> **Problem requirements**: Retype the data below exactly, skipping pictures.

(Region pointing data)
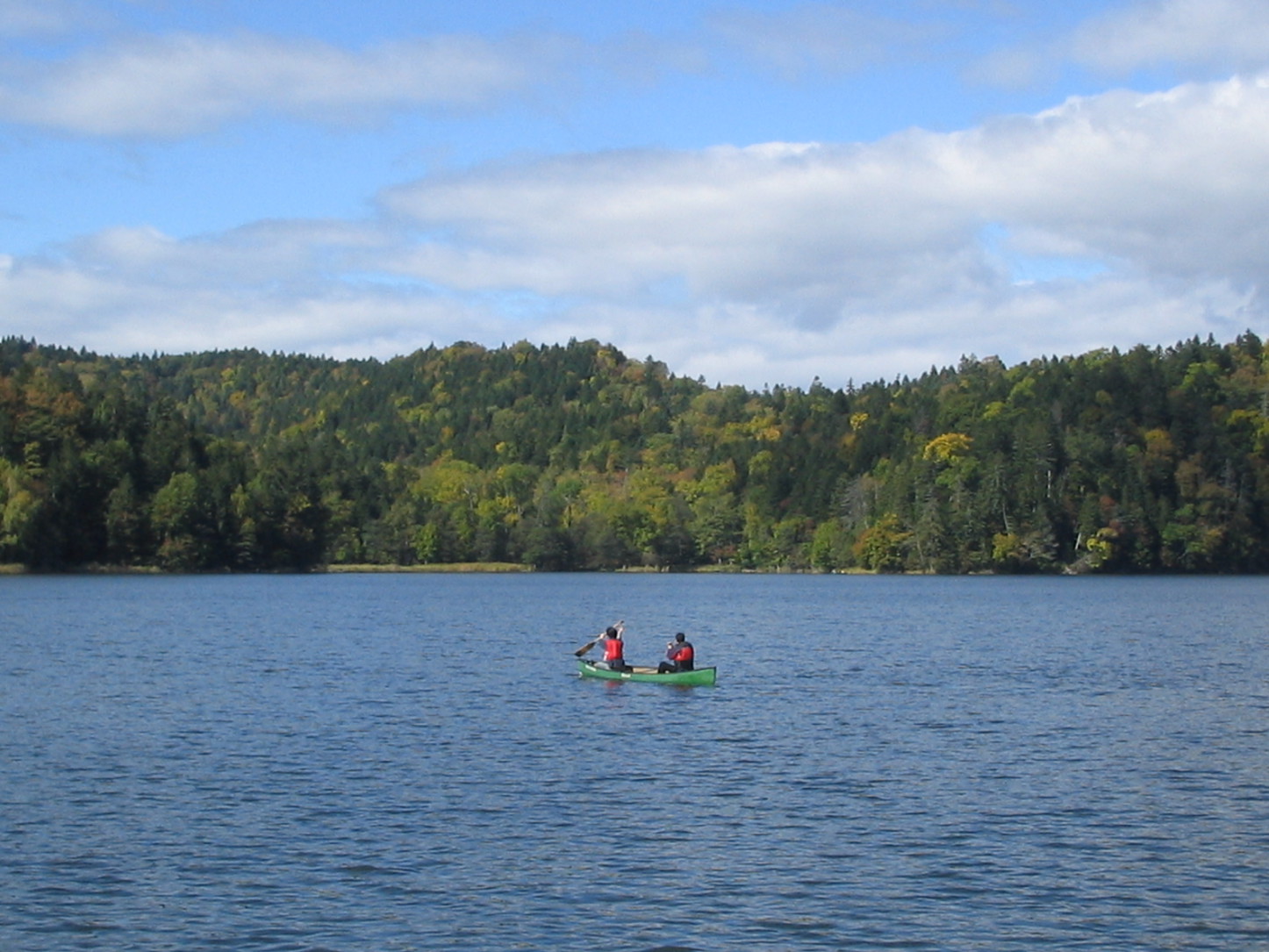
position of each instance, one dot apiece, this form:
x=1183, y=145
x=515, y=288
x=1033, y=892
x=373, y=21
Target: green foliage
x=574, y=456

> **Task response**:
position of each instance, one dot apiece, this form:
x=1183, y=145
x=515, y=288
x=1033, y=892
x=373, y=21
Target: green foliage
x=574, y=456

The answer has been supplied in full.